■ Exercise prompt: Output the entire listing that follows verbatim.

■ Records supplied:
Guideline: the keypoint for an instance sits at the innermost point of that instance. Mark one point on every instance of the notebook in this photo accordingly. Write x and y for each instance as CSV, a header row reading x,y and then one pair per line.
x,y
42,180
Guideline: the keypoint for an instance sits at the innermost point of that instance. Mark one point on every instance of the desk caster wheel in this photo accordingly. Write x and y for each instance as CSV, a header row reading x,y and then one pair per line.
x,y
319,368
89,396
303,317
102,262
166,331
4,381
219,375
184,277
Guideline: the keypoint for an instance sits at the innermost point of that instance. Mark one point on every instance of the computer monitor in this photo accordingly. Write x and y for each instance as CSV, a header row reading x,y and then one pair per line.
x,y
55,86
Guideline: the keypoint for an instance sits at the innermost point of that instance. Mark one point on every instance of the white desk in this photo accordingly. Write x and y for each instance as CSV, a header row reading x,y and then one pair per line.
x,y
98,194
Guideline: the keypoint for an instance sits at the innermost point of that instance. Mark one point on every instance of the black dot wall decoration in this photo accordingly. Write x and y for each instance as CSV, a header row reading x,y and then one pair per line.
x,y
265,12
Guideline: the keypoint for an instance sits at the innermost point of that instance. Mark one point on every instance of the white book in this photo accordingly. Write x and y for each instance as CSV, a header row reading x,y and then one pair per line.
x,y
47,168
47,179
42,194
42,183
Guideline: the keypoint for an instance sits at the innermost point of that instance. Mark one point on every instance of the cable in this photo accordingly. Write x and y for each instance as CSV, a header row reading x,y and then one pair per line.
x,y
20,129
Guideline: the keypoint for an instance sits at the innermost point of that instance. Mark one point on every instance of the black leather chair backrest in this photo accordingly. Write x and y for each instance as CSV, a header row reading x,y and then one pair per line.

■ Task output:
Guideline: the keypoint for an instance sits at the innermost point of that instance. Mark one point on every instance of the notebook in this photo accordingly. Write x and y for each instance as CSV, a header row reading x,y and then one pair per line.
x,y
42,180
Guideline: the keypoint for an instance sits at the innermost point of that instance. Mark one point on every instance of the desk caster wheel in this photo accordingly. Write x and y for each instance as CSV, a header row reading x,y and then one pair per line.
x,y
319,368
89,396
303,317
102,262
166,331
4,381
219,375
184,277
Guideline: the keypoint for an instance sits at the innermost point of that instance. Mark one point on every instance of the computer monitor in this photo accordingly. Write x and y for each instance as CSV, a header row reading x,y and then one pair per line.
x,y
55,86
Guideline: the keypoint for an instance sits at the innermost point of that instance. Mark one point on every instance of the white desk in this photo accordingly. Write x and y for each instance as CSV, a header row reading x,y and then one pair per line.
x,y
98,194
Guideline: the keypoint for an instance sits at the innermost point of that instance. Mark one point on every instance of the black dot wall decoration in this photo accordingly. Write x and y for each instance as CSV, a header row reading x,y and then one pair per line.
x,y
265,12
Guideline: the keypoint for an instance sits at the innermost point of that instance. Mark one point on every instance of the white book in this photo accordingly. Write x and y for each instance as CSV, a header row reading x,y and then one pair per line.
x,y
47,168
47,179
42,194
42,183
Guideline: the keypoint for an instance sits at the innermost point of that instance. Mark one point on every instance of the cable in this photo accordingly. Write x and y for each instance as CSV, a header row reading x,y and then one pair per line.
x,y
20,129
Guideline: the keypoint for an instance sits at the innermost point of that instance. Mark one point on every instance of the black leather chair backrest in this photo accordingly. Write x and y for each instance as CSV, a header row reading x,y and then one pair per line.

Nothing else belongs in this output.